DOCUMENT SECTION
________

Review: Hunt for the Wilderpeople (2016)

An orphan finds solace in family and film

By Zeke Trautenberg

Taika Waititi’s Hunt for the Wilderpeople is an empathetic portrait of a young man grappling with belonging and loss. The film continues Waititi's exploration of of loneliness, acceptance, and the nature of familythemes which were at the center of the New Zealand filmmaker's previous features Eagle vs. Shark (2007), Boy (2010), and the satirical vampire comedy What We do in the Shadows (2014).

The protagonist of Hunt for the Wilderpeople is Ricky Baker (Julian Dennison), a pudgy orphan of Maori extraction. Ricky expresses himself in haikus and wears brightly colored clothing that attests to his passion for hip hop, but which masks his sensitive soul. The film begins with Ricky’s transfer from a group home to the New Zealand bush, where he is sent to live with his new foster parents, Bella (Rima Te Wiata) and Hector (Sam Neill). Ricky’s villainous caseworker and the film's antagonist, Paula (Rachel House), has little hope that the new situation will work out. Before handing Ricky over to his new foster parents, Paula urges them to be vigilant of Ricky, whom she calls a “bad egg.” with a history of stealing stuff, burning stuff, spitting, and loitering, among other mildly antisocial activities.

After halfheartedly escaping from his new foster parents during his first night at their remote house, Ricky adjusts to his unfamiliar rural surroundings. He gradually comes out of his shell, coaxed by his foster mother, who dotes on him with food, takes him hunting for wild pigs, and composes a song in celebration of his birthday on her portable Casio synthesizer. After tragedy befalls the household, Ricky stages his own death-by-burning, and escapes into the vast woods that surround the house. Hector follows him, but after he finds Ricky he injures his leg in a spasm of anger. The two remain in the woods while Hector’s leg heals, but their disappearance triggers a national manhunt.

________

SET TASK 1
Please edit the records from their start up to and including the line with "79], [187, 91]]", replacing "vertex" with "corner" and keeping everything else unchanged, then give those lines again without the pictures.
The film review and the records come from unrelated sources.

RECORD LIST
________

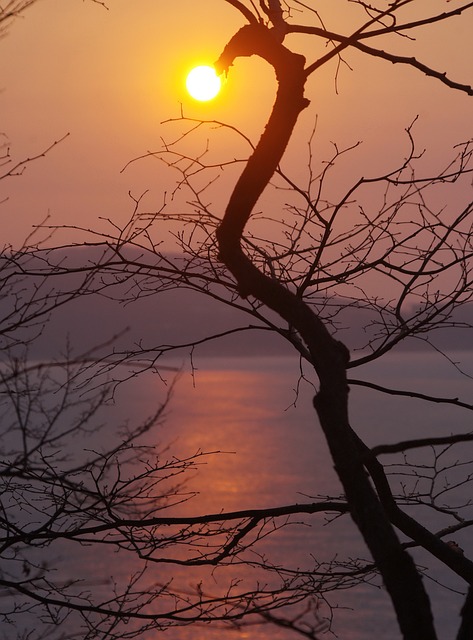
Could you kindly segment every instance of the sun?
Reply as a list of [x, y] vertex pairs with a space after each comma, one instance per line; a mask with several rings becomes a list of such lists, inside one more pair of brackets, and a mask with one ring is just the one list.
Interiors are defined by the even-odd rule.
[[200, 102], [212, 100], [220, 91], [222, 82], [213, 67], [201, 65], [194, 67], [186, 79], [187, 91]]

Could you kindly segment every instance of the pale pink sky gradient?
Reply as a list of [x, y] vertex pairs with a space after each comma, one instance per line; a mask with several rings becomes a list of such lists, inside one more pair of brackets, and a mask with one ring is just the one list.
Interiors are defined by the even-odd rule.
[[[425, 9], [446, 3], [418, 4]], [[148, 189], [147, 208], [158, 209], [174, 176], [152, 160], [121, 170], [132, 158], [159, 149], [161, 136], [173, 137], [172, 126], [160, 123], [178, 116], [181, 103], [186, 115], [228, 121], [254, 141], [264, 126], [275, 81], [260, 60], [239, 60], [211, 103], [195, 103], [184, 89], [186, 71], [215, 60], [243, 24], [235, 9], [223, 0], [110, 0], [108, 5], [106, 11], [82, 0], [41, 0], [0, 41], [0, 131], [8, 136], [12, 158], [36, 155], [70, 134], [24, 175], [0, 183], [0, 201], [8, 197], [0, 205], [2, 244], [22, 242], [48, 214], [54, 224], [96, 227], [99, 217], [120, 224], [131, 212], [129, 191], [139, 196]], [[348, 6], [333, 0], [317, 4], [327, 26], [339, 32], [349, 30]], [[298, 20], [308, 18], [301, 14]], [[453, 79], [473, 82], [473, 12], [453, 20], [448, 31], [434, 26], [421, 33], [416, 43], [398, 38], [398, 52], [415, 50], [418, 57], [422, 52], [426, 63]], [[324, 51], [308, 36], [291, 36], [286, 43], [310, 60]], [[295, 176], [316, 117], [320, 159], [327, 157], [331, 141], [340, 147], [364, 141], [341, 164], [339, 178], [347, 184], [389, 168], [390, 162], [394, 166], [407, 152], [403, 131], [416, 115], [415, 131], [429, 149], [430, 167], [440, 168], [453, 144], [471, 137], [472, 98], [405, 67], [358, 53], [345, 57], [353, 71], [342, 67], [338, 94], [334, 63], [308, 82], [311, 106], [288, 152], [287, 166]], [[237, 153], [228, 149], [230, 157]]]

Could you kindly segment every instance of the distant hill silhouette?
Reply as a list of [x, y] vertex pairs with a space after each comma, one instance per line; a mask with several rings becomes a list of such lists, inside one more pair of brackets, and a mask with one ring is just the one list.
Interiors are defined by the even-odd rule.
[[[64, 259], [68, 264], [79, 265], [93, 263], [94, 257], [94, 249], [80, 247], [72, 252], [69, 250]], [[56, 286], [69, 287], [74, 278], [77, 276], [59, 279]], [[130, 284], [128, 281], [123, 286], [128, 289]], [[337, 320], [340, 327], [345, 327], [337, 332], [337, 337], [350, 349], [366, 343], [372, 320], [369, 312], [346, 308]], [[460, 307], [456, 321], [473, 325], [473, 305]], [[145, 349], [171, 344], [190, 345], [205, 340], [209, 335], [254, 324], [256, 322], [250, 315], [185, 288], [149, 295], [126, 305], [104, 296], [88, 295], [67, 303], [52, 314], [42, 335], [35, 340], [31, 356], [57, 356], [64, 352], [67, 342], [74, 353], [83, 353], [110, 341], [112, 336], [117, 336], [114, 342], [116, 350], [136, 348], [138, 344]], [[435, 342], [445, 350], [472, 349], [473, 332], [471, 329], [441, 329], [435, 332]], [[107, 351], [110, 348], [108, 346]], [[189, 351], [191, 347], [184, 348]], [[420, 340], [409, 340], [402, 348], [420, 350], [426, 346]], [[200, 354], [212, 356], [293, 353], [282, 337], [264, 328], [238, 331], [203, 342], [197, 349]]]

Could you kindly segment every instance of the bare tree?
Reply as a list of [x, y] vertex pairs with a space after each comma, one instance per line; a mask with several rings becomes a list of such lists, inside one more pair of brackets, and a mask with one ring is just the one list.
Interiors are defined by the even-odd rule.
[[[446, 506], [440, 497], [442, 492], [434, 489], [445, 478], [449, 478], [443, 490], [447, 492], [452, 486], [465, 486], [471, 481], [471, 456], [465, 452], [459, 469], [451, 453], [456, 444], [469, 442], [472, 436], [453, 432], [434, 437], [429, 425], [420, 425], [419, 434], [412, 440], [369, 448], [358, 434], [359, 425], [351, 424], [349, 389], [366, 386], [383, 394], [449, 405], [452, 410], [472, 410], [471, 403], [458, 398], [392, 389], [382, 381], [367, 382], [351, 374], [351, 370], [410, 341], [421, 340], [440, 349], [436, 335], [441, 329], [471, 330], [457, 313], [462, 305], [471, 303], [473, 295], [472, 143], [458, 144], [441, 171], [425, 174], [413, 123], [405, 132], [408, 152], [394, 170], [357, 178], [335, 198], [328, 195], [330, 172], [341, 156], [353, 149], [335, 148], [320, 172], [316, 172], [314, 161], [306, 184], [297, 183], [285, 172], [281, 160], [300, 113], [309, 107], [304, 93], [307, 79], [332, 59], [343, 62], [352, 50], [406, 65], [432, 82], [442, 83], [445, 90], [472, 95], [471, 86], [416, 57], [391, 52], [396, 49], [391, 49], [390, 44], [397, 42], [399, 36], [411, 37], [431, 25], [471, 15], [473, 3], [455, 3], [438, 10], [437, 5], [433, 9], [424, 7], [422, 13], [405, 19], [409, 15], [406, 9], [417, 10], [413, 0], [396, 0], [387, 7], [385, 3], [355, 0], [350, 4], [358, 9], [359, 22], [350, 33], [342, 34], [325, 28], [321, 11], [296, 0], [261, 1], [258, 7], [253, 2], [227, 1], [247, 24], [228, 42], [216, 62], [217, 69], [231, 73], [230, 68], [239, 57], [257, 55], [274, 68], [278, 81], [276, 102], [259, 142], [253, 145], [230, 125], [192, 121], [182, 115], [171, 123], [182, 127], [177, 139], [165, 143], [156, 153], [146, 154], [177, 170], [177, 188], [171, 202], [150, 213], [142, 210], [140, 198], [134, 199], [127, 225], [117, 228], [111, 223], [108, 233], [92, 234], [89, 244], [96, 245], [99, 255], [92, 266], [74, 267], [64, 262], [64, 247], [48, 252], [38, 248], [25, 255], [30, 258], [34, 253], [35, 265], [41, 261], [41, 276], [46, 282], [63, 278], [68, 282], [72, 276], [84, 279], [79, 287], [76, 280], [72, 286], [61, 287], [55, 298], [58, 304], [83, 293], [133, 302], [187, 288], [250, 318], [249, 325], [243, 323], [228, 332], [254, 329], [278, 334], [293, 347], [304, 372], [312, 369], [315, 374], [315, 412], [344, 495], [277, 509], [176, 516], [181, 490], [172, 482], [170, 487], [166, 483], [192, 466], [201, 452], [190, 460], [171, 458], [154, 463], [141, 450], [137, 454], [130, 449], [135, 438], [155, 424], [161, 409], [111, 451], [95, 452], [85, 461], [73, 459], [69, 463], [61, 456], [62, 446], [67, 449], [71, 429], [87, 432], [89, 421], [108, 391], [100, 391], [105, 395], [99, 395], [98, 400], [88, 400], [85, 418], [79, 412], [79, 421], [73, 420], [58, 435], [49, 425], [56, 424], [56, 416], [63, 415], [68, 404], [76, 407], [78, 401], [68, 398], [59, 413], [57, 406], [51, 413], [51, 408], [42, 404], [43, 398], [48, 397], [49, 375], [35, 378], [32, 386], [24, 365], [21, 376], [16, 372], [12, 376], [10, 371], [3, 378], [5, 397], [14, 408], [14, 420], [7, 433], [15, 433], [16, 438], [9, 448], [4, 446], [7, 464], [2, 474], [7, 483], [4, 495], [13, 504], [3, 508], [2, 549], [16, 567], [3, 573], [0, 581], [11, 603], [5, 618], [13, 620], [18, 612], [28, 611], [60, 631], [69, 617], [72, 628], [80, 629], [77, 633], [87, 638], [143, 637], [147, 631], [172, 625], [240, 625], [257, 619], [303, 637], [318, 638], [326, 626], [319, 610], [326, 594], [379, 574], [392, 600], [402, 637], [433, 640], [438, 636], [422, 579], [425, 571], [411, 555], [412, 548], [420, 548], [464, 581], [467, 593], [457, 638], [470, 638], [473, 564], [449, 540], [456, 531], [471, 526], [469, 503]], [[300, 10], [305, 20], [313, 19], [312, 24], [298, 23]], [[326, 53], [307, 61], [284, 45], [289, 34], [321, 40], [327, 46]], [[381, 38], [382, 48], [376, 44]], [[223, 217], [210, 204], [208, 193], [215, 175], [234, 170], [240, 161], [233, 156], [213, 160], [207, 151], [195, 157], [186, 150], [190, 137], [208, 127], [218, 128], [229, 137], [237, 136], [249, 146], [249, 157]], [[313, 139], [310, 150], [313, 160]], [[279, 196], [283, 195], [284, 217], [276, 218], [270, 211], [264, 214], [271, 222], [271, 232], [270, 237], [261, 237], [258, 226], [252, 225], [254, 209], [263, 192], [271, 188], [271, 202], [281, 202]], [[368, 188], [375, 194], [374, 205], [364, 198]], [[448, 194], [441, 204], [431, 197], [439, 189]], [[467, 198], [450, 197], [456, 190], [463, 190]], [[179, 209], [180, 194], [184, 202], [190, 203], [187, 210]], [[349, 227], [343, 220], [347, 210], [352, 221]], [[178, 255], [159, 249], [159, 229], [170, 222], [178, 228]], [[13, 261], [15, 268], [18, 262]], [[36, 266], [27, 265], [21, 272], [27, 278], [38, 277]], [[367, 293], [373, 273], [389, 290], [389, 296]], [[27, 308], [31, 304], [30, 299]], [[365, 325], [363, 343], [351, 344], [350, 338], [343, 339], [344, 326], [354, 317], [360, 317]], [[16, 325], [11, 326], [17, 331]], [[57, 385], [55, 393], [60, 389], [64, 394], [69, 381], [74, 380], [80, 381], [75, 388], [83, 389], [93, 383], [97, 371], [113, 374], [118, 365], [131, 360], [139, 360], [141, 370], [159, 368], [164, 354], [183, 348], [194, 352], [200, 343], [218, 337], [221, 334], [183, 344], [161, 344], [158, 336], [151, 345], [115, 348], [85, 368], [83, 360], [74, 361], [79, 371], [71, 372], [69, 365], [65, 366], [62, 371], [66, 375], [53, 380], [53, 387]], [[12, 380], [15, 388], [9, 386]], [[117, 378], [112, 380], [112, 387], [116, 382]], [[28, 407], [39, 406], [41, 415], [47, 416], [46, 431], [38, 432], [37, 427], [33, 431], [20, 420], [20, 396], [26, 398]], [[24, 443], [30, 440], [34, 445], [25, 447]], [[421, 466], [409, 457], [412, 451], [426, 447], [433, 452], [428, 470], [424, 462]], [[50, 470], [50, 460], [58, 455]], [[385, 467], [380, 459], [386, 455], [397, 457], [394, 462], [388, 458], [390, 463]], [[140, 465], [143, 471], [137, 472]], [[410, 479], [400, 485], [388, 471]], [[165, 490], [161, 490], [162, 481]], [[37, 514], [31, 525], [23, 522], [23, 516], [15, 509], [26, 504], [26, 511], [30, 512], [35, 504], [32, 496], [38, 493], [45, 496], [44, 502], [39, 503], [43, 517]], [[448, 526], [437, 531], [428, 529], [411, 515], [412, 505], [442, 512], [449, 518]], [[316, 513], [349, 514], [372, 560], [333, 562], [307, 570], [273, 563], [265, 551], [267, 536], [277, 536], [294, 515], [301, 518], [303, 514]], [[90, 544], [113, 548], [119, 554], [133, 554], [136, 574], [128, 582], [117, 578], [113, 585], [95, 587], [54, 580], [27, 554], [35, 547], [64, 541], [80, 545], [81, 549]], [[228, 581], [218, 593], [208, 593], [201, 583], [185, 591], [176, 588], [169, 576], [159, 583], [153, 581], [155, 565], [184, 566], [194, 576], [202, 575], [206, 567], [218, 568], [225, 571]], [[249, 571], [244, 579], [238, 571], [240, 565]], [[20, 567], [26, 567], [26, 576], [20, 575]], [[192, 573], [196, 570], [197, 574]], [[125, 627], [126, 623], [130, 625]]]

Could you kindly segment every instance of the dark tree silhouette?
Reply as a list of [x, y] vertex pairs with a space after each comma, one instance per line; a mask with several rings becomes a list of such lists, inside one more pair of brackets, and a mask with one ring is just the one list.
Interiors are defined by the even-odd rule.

________

SET TASK 2
Resume the film review from the point where it stops.

EXERCISE RESULT 1
Could you kindly segment every instance of the sun?
Reply as a list of [x, y] corner pairs with a space after each comma, one instance per line; a mask with several rings becomes a list of such lists, inside one more pair of brackets, and a mask with one ring is just the one list.
Interiors are defined by the even-odd rule.
[[200, 102], [212, 100], [220, 91], [222, 82], [213, 67], [201, 65], [194, 67], [186, 79], [187, 91]]

EXERCISE RESULT 2
Waititi’s film takes full advantage of New Zealand’s spectacular scenery. The film opens with an aerial shot of the mountainous forest where Ricky and Hector go on the lam. However, the film does not lose itself in the overwhelming green of the landscape. The subtle and not-so-subtle costumes in the film—a cat sweater, oversized hoodies, red and blue plaid shirts—add to the film’s sympathetic and nuanced portrayal of its characters and reflects the film's playful approach to genre. The synthesizer-inflected score by Moniker provides a contrast between between the foreboding wilderness and the characters' intimate relationships.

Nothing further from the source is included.